▶ [GOAL OF THE EXERCISE] The records are to be repeated in full, with the images removed.

(Stored items from a collection)
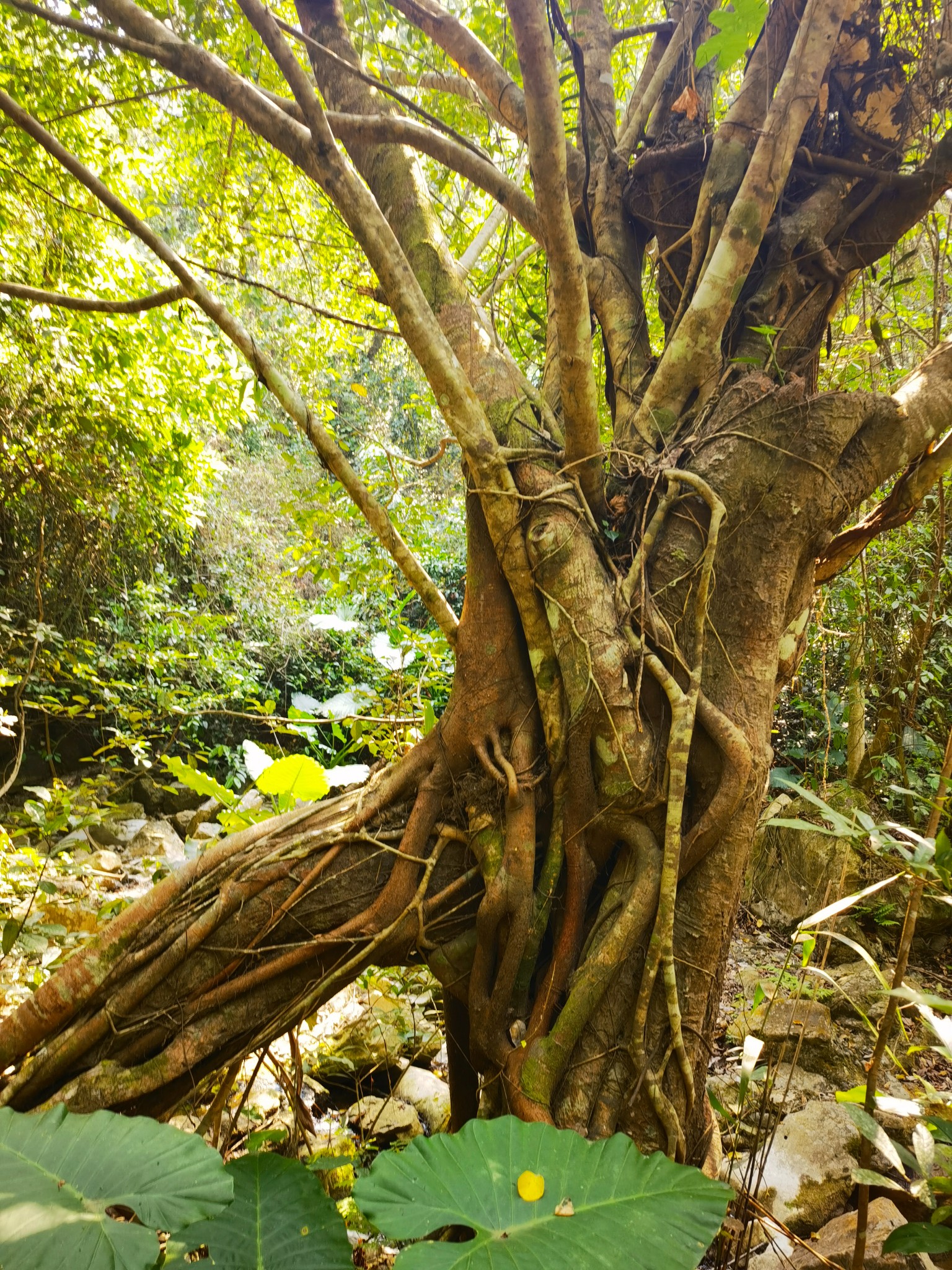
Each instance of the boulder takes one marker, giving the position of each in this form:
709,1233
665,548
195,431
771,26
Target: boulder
428,1094
792,871
835,1242
809,1173
164,797
106,863
385,1119
362,1032
157,840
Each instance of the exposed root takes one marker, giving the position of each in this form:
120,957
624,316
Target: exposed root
660,953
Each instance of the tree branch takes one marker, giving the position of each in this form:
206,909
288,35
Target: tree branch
901,505
471,55
692,361
660,64
544,115
924,412
645,29
391,128
255,283
358,73
260,362
86,305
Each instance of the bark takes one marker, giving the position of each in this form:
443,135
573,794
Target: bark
566,848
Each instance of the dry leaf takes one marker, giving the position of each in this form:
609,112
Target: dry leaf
689,103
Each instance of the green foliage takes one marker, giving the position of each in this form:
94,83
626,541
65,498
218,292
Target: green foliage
281,1220
66,1179
663,1214
92,1192
200,781
738,29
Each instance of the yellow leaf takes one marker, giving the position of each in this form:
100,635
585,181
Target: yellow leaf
531,1186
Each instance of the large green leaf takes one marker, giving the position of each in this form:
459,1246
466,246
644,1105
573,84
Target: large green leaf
738,30
198,781
919,1237
298,775
281,1220
63,1176
644,1212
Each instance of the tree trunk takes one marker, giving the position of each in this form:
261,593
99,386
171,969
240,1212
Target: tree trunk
566,848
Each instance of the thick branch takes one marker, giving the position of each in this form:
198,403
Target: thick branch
924,401
471,55
394,130
692,361
262,363
90,305
544,113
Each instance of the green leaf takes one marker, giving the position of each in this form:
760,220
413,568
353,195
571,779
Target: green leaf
738,30
940,1128
430,718
875,1133
662,1214
200,781
281,1220
298,775
61,1175
919,1237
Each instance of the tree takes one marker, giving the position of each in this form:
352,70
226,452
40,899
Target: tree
645,521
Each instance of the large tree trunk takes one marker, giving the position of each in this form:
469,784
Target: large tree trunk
248,940
566,848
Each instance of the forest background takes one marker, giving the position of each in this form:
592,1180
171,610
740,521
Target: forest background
182,578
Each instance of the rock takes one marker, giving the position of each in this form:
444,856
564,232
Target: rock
164,797
858,991
792,870
794,1088
74,917
125,812
182,821
792,1020
157,840
835,1242
428,1094
106,861
202,815
385,1119
809,1173
375,1033
782,1023
104,835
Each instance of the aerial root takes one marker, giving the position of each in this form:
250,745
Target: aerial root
683,709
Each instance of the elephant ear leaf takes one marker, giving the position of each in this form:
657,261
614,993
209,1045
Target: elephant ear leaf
92,1192
539,1196
281,1220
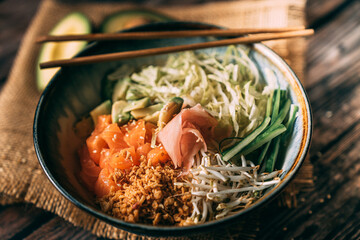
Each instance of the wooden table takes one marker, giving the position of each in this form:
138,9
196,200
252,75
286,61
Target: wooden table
332,209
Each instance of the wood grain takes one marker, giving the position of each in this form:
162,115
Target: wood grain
332,209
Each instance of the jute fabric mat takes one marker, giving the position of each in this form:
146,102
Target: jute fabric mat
21,178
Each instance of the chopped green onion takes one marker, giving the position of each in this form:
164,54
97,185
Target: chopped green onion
248,139
272,132
270,163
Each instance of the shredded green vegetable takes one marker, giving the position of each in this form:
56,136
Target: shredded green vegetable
227,86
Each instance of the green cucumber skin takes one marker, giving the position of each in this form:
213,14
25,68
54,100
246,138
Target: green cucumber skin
40,83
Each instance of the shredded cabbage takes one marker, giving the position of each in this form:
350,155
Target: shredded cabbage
228,86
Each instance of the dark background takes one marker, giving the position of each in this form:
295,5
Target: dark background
332,209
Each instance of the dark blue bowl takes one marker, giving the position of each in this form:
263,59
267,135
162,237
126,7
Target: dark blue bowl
74,91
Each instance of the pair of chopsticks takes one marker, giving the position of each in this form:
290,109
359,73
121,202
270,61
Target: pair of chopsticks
256,35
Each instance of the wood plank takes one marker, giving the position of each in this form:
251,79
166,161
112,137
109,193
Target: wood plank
319,11
57,228
333,77
331,210
16,218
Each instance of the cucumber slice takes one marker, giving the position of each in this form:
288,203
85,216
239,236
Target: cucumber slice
103,109
73,23
138,104
143,112
131,18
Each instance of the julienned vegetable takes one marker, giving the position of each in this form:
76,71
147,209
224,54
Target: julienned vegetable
175,117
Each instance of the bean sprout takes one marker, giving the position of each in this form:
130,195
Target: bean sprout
220,189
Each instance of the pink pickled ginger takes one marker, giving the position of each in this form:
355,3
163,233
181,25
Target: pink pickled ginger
185,135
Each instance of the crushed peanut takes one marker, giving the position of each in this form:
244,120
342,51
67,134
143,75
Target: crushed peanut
148,195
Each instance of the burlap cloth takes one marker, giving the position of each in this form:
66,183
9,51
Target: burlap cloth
21,178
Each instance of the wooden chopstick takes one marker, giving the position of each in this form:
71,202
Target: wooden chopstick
163,50
164,34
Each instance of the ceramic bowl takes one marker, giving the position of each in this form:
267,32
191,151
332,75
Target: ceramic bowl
74,91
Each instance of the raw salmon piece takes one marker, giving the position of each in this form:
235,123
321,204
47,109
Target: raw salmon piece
158,155
104,184
114,137
89,170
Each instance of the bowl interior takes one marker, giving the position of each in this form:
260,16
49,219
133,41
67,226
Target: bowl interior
74,91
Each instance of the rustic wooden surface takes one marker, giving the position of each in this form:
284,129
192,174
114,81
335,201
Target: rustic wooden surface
332,209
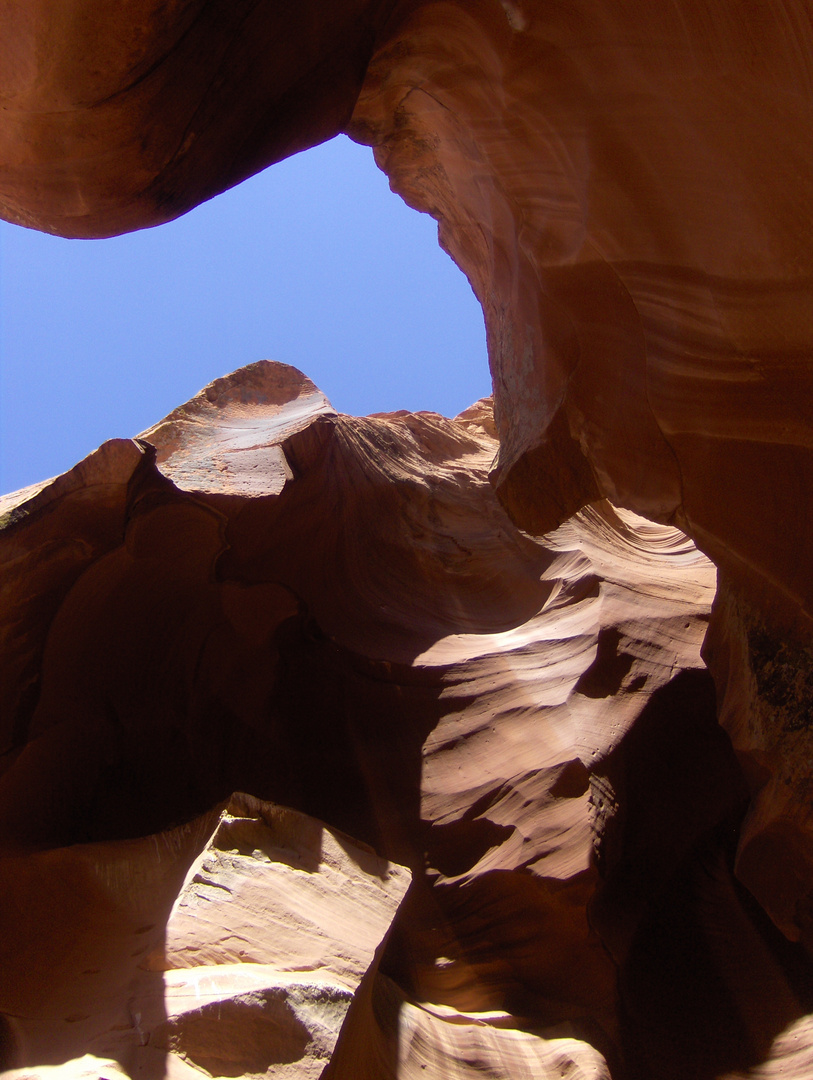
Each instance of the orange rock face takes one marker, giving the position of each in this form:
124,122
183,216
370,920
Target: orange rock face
523,723
338,615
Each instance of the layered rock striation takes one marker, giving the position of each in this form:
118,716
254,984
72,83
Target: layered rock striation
479,656
627,190
338,616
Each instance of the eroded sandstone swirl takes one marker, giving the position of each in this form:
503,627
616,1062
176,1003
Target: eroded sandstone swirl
498,688
627,187
337,616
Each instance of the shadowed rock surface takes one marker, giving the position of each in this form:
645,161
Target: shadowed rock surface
525,723
337,615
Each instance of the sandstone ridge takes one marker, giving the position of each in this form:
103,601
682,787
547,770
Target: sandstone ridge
525,724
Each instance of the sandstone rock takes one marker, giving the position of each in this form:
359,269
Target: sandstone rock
626,189
249,972
524,721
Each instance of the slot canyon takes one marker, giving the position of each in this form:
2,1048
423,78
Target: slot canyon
408,746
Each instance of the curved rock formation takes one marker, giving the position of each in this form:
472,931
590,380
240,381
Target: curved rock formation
627,190
525,723
337,615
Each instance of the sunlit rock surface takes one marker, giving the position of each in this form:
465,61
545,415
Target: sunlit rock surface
338,616
524,723
626,187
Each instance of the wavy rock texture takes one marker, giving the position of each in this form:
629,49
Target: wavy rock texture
251,971
627,189
524,723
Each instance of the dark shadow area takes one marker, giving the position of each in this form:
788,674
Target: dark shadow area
706,982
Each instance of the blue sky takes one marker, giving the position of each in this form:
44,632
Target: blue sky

▶ [RESPONSE TO THE TASK]
Each instance of the boulder takes one marker, giving the position of each in this form:
709,1233
665,548
195,431
771,26
Target: boulder
428,1094
792,871
835,1242
809,1173
164,797
106,863
385,1119
362,1032
157,840
Each instance of the exposed root takes one marker, giving the position of each in this form:
120,957
624,316
Target: exposed root
660,953
Each instance of the tree branch takes one marker, giving the position of each in this form:
206,909
288,35
Target: tree branch
901,505
471,55
692,361
660,64
544,115
924,412
645,29
391,128
255,283
358,73
260,362
86,305
Each instance of the bark takes one marker, giving the position of each in this form:
443,135
573,794
Target: bark
566,848
Each instance of the dry leaf takes one marker, giving the position of each in this form:
609,112
Target: dry leaf
689,103
Each instance of the green foliage takes one marker, giving the position of each in this form:
94,83
626,541
65,498
218,292
Target: green foliage
281,1220
66,1179
663,1214
92,1192
200,781
738,29
Each instance of the yellow leaf takes one marker, giving the position of each in this form:
100,635
585,181
Target: yellow leaf
531,1186
Each instance of the large green leaf takes one marker, giving the position of each in this form:
459,1246
466,246
644,1105
573,84
Target: large green leaf
738,30
198,781
919,1237
298,775
281,1220
63,1176
644,1212
Each instance of the tree trunk takes one marker, giving the position of each in this form:
261,593
99,386
171,969
240,1212
Target: tree trunk
566,848
Each instance of the thick branch takes one marker, giving the position of each in this form:
198,403
Target: thick branch
924,401
471,55
394,130
692,361
262,363
90,305
544,113
Each instance of the green leaf takes one marker, giving the position of each in this form:
760,220
413,568
353,195
571,779
Target: green leaf
738,30
940,1128
430,718
875,1133
662,1214
200,781
281,1220
298,775
61,1175
919,1237
Each instance of the tree takes one marker, giving the position of each in this form:
352,70
226,452
40,899
Target: tree
645,521
Each instance of the large tree trunk takes one marker, giving the position of each in this form:
469,784
Target: large tree trunk
248,940
566,848
Each instance of the forest background takes one marker, giving the position of each in this form:
592,1180
171,610
740,521
Target: forest background
182,578
Each instance of the rock takes one marker, giving the position of each in this form:
444,856
564,232
Target: rock
164,797
858,991
792,870
794,1088
74,917
125,812
182,821
792,1020
157,840
835,1242
428,1094
106,861
202,815
385,1119
809,1173
375,1033
782,1023
104,835
Each instance of the aerial root takes one marker, giving the position of each in this form:
250,745
Target: aerial root
683,709
Each instance of the elephant ear leaf takes one marker, giving the position of each in this form:
657,261
614,993
209,1045
Target: elephant ear leaf
92,1192
539,1196
281,1220
Each instance of the wooden table takes one marker, giving the position of each in this form:
138,9
196,200
252,75
286,61
Target: wooden table
332,209
Each instance of the wood grain takes one marker, giving the position of each in this form:
162,115
Target: wood grain
332,209
Each instance of the jute fabric mat takes one marker, giving the position of each in this form:
146,102
Target: jute fabric mat
21,178
Each instance of the chopped green onion takes one marker, giving the position of each in this form:
164,54
97,185
Target: chopped green onion
248,139
272,132
270,163
Each instance of the shredded green vegetable takes one marker, giving the position of each in this form:
56,136
Target: shredded green vegetable
227,86
Each instance of the green cucumber skin takes one marker, giving the position of each in this form:
213,14
25,68
54,100
246,138
Target: green cucumber skin
40,83
Each instance of the shredded cabbage takes one marker, giving the position of each in this form:
350,155
Target: shredded cabbage
228,86
Each instance of the dark background takes one marker, giving the position of each in this form:
295,5
Target: dark background
332,209
Each instance of the dark blue bowl takes one marker, giving the position of each in this form:
263,59
267,135
162,237
126,7
Target: dark blue bowl
74,91
Each instance of the pair of chopsticks takes one marker, giving the position of each in this form:
290,109
359,73
121,202
270,61
Target: pair of chopsticks
256,35
Each instance of the wood plank takes one marker, giving the position of each in this form:
251,79
166,161
112,137
109,193
Target: wood plank
319,11
57,228
333,77
331,210
16,218
Each instance of the cucumber slice takes one marker, giving the position of each in this form:
288,203
85,216
239,236
Target: cucumber slice
103,109
73,23
138,104
143,112
131,18
Each instance of the julienned vegetable takes one marker, giving the position of each in this form:
76,71
147,209
224,54
Target: julienned vegetable
175,117
Each instance of the bean sprout takes one marker, giving the position of each in this form:
130,195
Target: bean sprout
220,189
Each instance of the pink pickled ginger takes one marker, giving the position of each in this form:
355,3
163,233
181,25
Target: pink pickled ginger
185,135
Each instance of the crushed peanut takes one marker, giving the position of each in this form:
244,120
342,51
67,134
143,75
Target: crushed peanut
148,195
Each instance of the burlap cloth takes one marker, giving the position of each in this form:
66,183
9,51
Target: burlap cloth
21,178
Each instance of the wooden chopstick takes one marker, giving the position of each in this form:
71,202
Target: wooden chopstick
163,50
164,34
Each instance of the ceramic bowl takes one marker, giving the position of each in this form:
267,32
191,151
332,75
Target: ceramic bowl
74,91
Each instance of the raw salmon piece takes one marker, giving the position of each in this form:
235,123
321,204
47,109
Target: raw salmon piece
158,155
104,184
114,137
89,170
Each instance of the bowl interior takes one marker, giving the position of each in this form:
260,16
49,219
133,41
67,226
Target: bowl interior
74,91
Each instance of the rustic wooden surface takes one marker, giving the position of each in this form:
284,129
192,174
114,81
335,201
Target: rustic wooden surface
332,209
Each instance of the orange rock face takes one marker, giving the position of each in this form:
124,122
183,216
370,920
Target: orange rock face
523,723
338,615
Each instance of the layered rock striation takes one marker, giving the position of each in this form:
118,716
254,984
72,83
Target: layered rock striation
479,656
627,190
338,616
Each instance of the eroded sandstone swirl takes one marker, giving the position of each in this form:
503,627
616,1062
176,1003
Target: eroded sandstone swirl
498,688
627,187
337,616
Each instance of the shadowed rock surface takes one marker, giving the position of each in this form:
645,161
Target: shadowed rock surface
525,723
337,615
Each instance of the sandstone ridge takes one marker, giving the position of each in this form:
103,601
682,787
547,770
Target: sandstone ridge
525,724
Each instance of the sandstone rock takes one marker, giving the position of each in this form:
359,269
Target: sandstone rock
626,189
249,972
524,721
Each instance of the slot canyon takes one marker, giving the position of each in this form:
2,1048
423,78
Target: slot canyon
408,746
Each instance of the curved rock formation takes one marker, giving the position of each in this form:
472,931
590,380
240,381
Target: curved rock formation
627,190
525,723
337,615
Each instance of the sunlit rock surface takes one marker, giving the position of each in this form:
465,61
545,415
Target: sunlit rock surface
338,616
524,723
626,187
Each instance of the wavy rock texture takes one marker, giving the position of each in this form:
629,49
Target: wavy rock texture
251,971
627,189
524,723
Each instance of the dark shadow area takes one marker, giving the position of each in this form:
788,674
Target: dark shadow area
706,982
Each instance of the blue sky takes one marker, giving the position of each in this form:
44,632
Target: blue sky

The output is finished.